--- Supplied material ---

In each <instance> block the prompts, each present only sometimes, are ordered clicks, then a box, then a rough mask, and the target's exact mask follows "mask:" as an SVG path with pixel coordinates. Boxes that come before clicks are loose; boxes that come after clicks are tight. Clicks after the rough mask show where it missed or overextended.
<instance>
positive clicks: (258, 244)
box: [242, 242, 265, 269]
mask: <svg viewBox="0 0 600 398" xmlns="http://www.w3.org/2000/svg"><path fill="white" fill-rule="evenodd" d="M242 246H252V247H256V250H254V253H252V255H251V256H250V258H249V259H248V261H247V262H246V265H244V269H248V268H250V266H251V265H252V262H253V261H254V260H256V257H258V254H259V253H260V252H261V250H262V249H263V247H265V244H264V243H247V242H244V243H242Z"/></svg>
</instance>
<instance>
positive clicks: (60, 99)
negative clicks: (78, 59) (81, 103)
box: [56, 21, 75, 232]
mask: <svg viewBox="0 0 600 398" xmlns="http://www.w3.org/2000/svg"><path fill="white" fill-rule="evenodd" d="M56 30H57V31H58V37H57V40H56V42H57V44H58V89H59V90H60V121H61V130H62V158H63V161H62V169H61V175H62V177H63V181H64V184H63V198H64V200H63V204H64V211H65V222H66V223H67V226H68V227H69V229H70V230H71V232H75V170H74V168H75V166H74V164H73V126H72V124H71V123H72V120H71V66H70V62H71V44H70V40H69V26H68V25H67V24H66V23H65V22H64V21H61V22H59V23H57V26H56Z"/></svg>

---

What is required: Could you put every row above into a numbered list, leaving out any blank lines?

Answer to this exercise:
1. In each <instance> block the prompts, each present only sometimes, are ordered clicks, then a box, then a rough mask, and the target's exact mask follows "mask:" as an SVG path with pixel coordinates. Boxes that come before clicks are loose; boxes that come after clicks are tight. Clicks after the rough mask show where it missed or overextended.
2. <instance>
3. positive clicks: (258, 244)
4. box: [242, 242, 265, 269]
5. mask: <svg viewBox="0 0 600 398" xmlns="http://www.w3.org/2000/svg"><path fill="white" fill-rule="evenodd" d="M242 246H252V247H256V250H254V253H252V255H251V256H250V258H249V259H248V261H247V262H246V265H244V269H248V268H250V266H251V265H252V262H253V261H254V260H256V257H258V254H259V253H260V252H261V250H262V249H263V247H265V244H264V243H247V242H244V243H242Z"/></svg>
6. </instance>
7. <instance>
8. positive clicks: (60, 99)
9. negative clicks: (78, 59) (81, 103)
10. box: [56, 21, 75, 232]
11. mask: <svg viewBox="0 0 600 398" xmlns="http://www.w3.org/2000/svg"><path fill="white" fill-rule="evenodd" d="M56 30H57V31H58V37H57V40H56V42H57V44H58V89H59V90H60V121H61V130H62V158H63V161H62V169H61V175H62V177H63V181H64V184H63V198H64V200H63V204H64V211H65V222H66V223H67V226H68V227H69V229H70V230H71V232H75V170H74V168H75V166H74V164H73V126H72V124H71V123H72V120H71V66H70V62H71V44H70V40H69V26H68V25H67V24H66V23H65V22H64V21H61V22H59V23H57V26H56Z"/></svg>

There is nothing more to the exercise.